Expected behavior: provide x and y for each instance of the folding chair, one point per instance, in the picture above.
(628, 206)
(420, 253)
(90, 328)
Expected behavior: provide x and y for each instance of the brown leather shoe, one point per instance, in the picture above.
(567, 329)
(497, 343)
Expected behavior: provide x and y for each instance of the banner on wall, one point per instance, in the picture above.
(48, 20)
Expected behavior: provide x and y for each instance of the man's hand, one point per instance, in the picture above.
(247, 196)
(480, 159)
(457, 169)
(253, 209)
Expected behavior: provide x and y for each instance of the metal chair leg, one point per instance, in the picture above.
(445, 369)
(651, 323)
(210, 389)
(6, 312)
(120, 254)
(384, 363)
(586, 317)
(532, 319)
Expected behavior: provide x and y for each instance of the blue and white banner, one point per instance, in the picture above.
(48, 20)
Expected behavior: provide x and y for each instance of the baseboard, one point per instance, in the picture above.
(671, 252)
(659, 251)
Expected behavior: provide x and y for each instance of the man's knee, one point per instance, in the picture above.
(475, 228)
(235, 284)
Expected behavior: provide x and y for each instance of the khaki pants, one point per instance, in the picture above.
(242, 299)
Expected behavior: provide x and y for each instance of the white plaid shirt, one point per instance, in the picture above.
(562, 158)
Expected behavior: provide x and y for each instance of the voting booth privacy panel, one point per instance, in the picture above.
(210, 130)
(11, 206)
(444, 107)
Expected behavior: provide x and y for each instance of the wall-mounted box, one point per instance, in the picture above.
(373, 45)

---*---

_What the exercise asks_: Restate the records above exactly.

_Solution to the exercise_:
Expected behavior: provide x and y for each instance of the folding chair, one point per instance, in the picture above.
(628, 206)
(420, 253)
(90, 328)
Expected behavior: provide x and y for each instance of the brown leather shoe, one point per instance, in the picture above.
(567, 329)
(497, 343)
Expected behavior: provide x and y for each instance of the banner on wall, one point per instance, in the picture above.
(48, 20)
Expected behavior: provide x and y for each instance of the man's hand, one point per instance, in the picture above.
(247, 196)
(480, 159)
(457, 169)
(253, 209)
Expected behavior: provide x and y for each instance of the metal chair leg, one point per instance, in the picture above.
(445, 369)
(651, 323)
(210, 389)
(6, 312)
(120, 254)
(384, 363)
(586, 317)
(532, 319)
Expected behavior: provide x and y for each instance of the blue and white banner, one point per instance, in the picture above.
(48, 20)
Expected behavior: provide x and y for each instance of the baseboard, one point per instance, in the picture above.
(671, 252)
(659, 251)
Expected behavior: provide x and y for each instance of the man's knee, one point per instance, in the picture above.
(475, 228)
(235, 284)
Expected behavior: provide x and y for each instance of the khaki pants, one point per instance, in the picture above.
(242, 299)
Expected behavior: provide x and y for each instance of the white plaid shirt, one point per instance, in the picture above.
(562, 158)
Expected behavior: provide x and y for each instance of the voting booth privacy panel, one point per instance, in the picture above.
(210, 130)
(11, 206)
(444, 107)
Expected behavior: provide x and y for each instance of the wall-mounted box, one point per instance, in the picture above.
(373, 45)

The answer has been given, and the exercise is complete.